━━━ EXCERPT ━━━

Camera-ready comic art drawing for Li'l Abner
Camera-ready comic art drawing for Li'l Abner
- Description (Brief)
- This pen-and-ink drawing for the Li’l Abner newspaper strip shows the general frenzy associated with fast-approaching Sadie Hawkins Day.
- Alfred Gerald Caplin or Al Capp (1909-1979) began drawing comics in his youth after a serious accident which required a leg amputation. He attended art schools and in the early 1930s was given the opportunity to introduce a new character, named Big Leviticus, to the newspaper strip Joe Palooka. Inspired by his work with Ham Fisher on the strip, Capp began developing his own strip, called Li’l Abner, a look at a fictitious, backward mountain culture. The strip debuted in 1934 and was shortly syndicated worldwide. Capp, like other comic artists, used his strip to comment on cultural shortcomings and prejudices.
- Li’l Abner (1934-1977) was a satirical comic strip about a hillbilly clan living in fictional Dogpatch, Arkansas. The title character was a large, simple, naïve, and good-hearted individual. The character Li'l Abner also spent the better part of two decades evading the affections of Daisy Mae Scraggs, whose family was the sworn enemy of his family, the Yokums. Eventually, Capp yielded to readers’ wishes and married Li’l Abner and Daisy Mae in 1952. The strip's storyline included the fabrication of Sadie Hawkins Day, the annual event which allowed women the opportunity to literally catch a husband.

━━━ STORED DATA ━━━

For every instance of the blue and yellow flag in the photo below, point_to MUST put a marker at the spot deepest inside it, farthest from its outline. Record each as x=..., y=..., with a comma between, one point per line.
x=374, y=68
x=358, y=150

━━━

**STATED TASK**
Could you quote the Li'l Abner text word for word, everything from "- Alfred Gerald" down to "shortcomings and prejudices."?

**OUTPUT**
- Alfred Gerald Caplin or Al Capp (1909-1979) began drawing comics in his youth after a serious accident which required a leg amputation. He attended art schools and in the early 1930s was given the opportunity to introduce a new character, named Big Leviticus, to the newspaper strip Joe Palooka. Inspired by his work with Ham Fisher on the strip, Capp began developing his own strip, called Li’l Abner, a look at a fictitious, backward mountain culture. The strip debuted in 1934 and was shortly syndicated worldwide. Capp, like other comic artists, used his strip to comment on cultural shortcomings and prejudices.